Fund Management prowess
In addition to its narrow investment focus, Hg appears to be
thoughtful about fund management and delivering liquidity to LPs.
Finding its niche
Hg didn’t always live and breathe
software. The firm started out as a
mid-market generalist; it was founded
in 1990 as Mercury Asset Management
and became part of Merrill Lynch Asset
Management in the late 1990s. In
2000, the partners spun the business
out of MLAM to become HgCapital,
later renamed Hg. At the time of the
spin-out, the firm targeted industrials, healthcare, services, and technology,
media and telecoms. Its earlier vintages raised between $300 million and $900
million, PEI data shows.
Industry participants with whom PEI spoke note that Humphries masterminded the firm’s pivot to software and services when he took over as chief executive from Ian Armitage in 2007.
Jim Strang, chairman of the board at HgCapital Trust, the listed entity that accounts for approximately 10 percent of Hg’s total assets under management, says:
“Nic had the vision to say, ‘Look, what I think we should do is to narrow the focus to what we are best at (software and business services) and try to [go] deeper and deeper into these areas. And the organisation supported that.”
A London-based placement agent
also notes Humphries was “a complete
pioneer in understanding the attractiveness
of SaaS” and was “miles ahead
of other people in that respect”.

A run of records
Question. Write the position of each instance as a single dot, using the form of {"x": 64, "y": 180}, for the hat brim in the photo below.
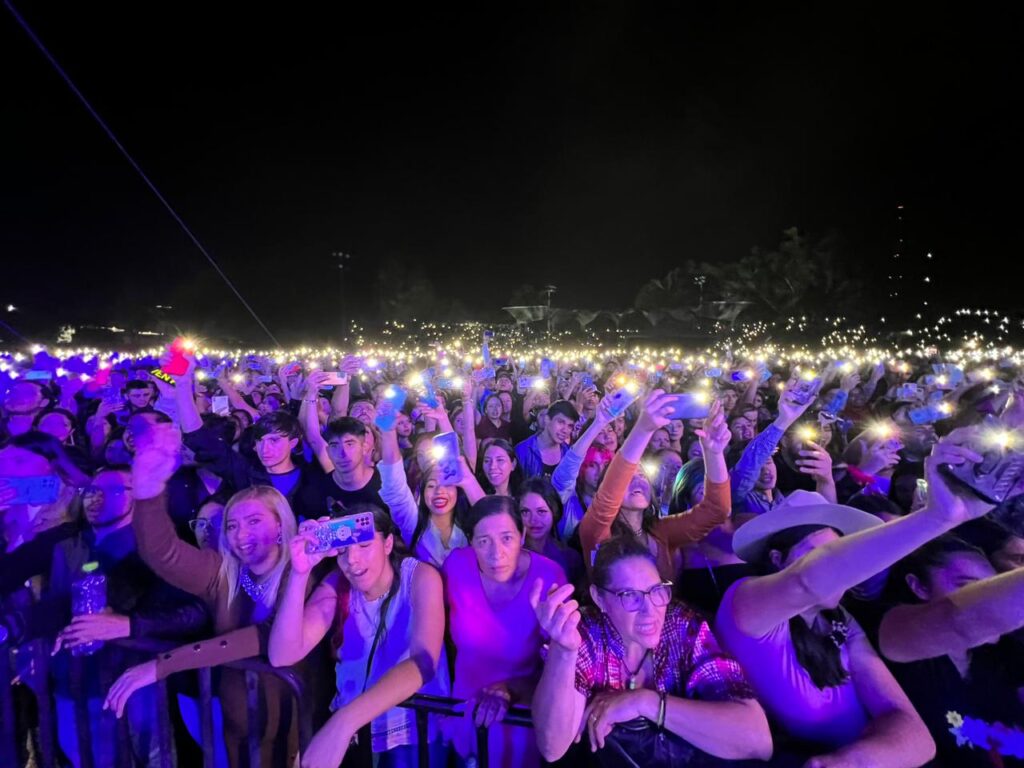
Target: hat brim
{"x": 751, "y": 541}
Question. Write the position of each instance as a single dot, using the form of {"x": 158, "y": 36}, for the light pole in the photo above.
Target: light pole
{"x": 549, "y": 290}
{"x": 343, "y": 260}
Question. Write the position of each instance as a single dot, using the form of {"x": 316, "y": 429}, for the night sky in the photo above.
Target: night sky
{"x": 590, "y": 145}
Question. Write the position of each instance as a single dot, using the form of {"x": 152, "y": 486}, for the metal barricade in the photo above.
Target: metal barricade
{"x": 36, "y": 657}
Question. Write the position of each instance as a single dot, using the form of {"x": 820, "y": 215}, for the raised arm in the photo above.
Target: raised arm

◆ **To be done**:
1: In the piece on Hg, what was the firm called when it was founded in 1990?
2: Take the Hg profile further, picking up right after its final sentence.
Nothing in the listing is needed.

◆ **Answers by task**:
1: Mercury Asset Management

2:
Humphries initially led Hg’s TMT
team, spearheading the sale of IRIS
Software and CS Group to Hellman &
Friedman for £500 million ($621 million;
€570 million) and also the £382
million take-private of Visma in 2006.
He joined the firm in 2001 and was
previously head of Barclays Private Equity’s IT and telecoms team. Humphries tells PEI that the firm’s push into software and services was purposeful.
“We established probably about 40 percent of our business in software back in 2004-05. We had a bit of an inflection point around the end of that decade where, to be blunt, we could have chosen to be a multi-sector, generalist mid-market firm… But I don’t think [managing partner Matthew Brockman] and I have ever wanted to be 14th or 15th at anything, and there were already lots of firms pursuing that strategy very successfully." By specialising in software, the firm had a chance to be a leader. There’s obviously risks and rewards to it. But that felt more motivating and encouraging for the people who work here as well, and for our clients. That crossroads in 2009-10 was the point at which we decided we’re going to go for an exclusive strategy.”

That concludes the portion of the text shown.